* _EXERCISE GOAL_:
In the forum post below comparing the .260 Remington and .257 Roberts, why is the limited factory ammunition for these two chamberings not a concern, and why does the rifle need to be easy on the shoulder? Answer in one to three sentences.

--- BEGIN EXTRACTED TEXT ---

# .260 Remington or .257 Roberts



## MIoutdoorsjunkie (Oct 11, 2006)

Hey guys... Trying to help my brother out purchasing a new rifle. The new rifle will be primairly used to punch paper, Deer hunt, and possibly take the ocassional Coyote. So far, he has it narrowed down to the .260 Remington and .257 Roberts. He is looking for a bolt action, 22"-24" barrel rifle. He prefers wood and stainless but Synthetic and stainless would probably be ok as well. 

**** If possible, I would only like opnions and discussion regarding these two chamberings. I know neither have a ton of factory ammo offerings. I handload so that is not an issue. I also know the .243 is great, the .308 is an awesome deer round and the 7mm-08 is very capable etc. My brother has had several shoulder surgeries and needs something very capable of taking deer sized game, yet very easy on the shoulder.

--- END EXTRACTED TEXT ---
--- BEGIN RAW DATA ---

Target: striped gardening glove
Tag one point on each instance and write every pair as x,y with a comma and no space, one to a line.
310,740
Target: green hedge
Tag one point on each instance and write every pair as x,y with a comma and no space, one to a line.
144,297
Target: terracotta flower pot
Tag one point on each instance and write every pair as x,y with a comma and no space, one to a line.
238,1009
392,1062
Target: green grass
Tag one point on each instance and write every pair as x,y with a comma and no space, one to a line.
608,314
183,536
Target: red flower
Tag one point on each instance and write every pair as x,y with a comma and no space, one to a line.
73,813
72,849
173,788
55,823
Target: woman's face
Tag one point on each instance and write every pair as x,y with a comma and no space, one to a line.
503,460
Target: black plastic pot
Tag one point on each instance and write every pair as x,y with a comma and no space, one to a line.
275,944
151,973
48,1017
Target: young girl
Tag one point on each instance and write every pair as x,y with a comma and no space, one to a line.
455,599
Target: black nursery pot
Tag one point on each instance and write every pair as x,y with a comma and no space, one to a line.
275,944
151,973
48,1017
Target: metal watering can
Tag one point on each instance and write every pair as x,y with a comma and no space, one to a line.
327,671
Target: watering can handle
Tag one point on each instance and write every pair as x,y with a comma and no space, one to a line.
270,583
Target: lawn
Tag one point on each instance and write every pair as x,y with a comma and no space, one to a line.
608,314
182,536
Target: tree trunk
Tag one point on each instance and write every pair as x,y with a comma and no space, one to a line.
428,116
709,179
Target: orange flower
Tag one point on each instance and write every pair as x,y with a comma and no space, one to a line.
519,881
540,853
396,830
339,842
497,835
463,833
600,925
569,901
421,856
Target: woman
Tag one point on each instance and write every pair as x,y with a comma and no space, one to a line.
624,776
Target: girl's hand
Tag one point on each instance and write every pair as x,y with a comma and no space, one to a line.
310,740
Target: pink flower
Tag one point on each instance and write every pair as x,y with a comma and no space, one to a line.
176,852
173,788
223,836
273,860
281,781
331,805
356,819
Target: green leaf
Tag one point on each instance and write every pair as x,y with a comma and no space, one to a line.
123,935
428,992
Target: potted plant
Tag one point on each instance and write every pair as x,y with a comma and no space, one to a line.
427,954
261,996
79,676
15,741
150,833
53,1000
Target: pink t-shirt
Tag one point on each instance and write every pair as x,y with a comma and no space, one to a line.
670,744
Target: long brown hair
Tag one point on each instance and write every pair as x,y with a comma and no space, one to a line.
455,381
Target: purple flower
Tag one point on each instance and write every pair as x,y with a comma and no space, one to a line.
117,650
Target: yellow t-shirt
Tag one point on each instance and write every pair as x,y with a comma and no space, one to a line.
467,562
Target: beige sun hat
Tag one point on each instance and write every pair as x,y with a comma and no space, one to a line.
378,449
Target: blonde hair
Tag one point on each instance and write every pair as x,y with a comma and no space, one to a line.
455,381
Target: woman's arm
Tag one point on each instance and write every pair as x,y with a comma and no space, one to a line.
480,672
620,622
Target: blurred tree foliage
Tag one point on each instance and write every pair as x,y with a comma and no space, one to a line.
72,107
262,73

--- END RAW DATA ---

* _CORRECT ANSWER_:
The limited factory ammunition is not an issue because the poster handloads. The rifle must be easy on the shoulder because the poster's brother has had several shoulder surgeries.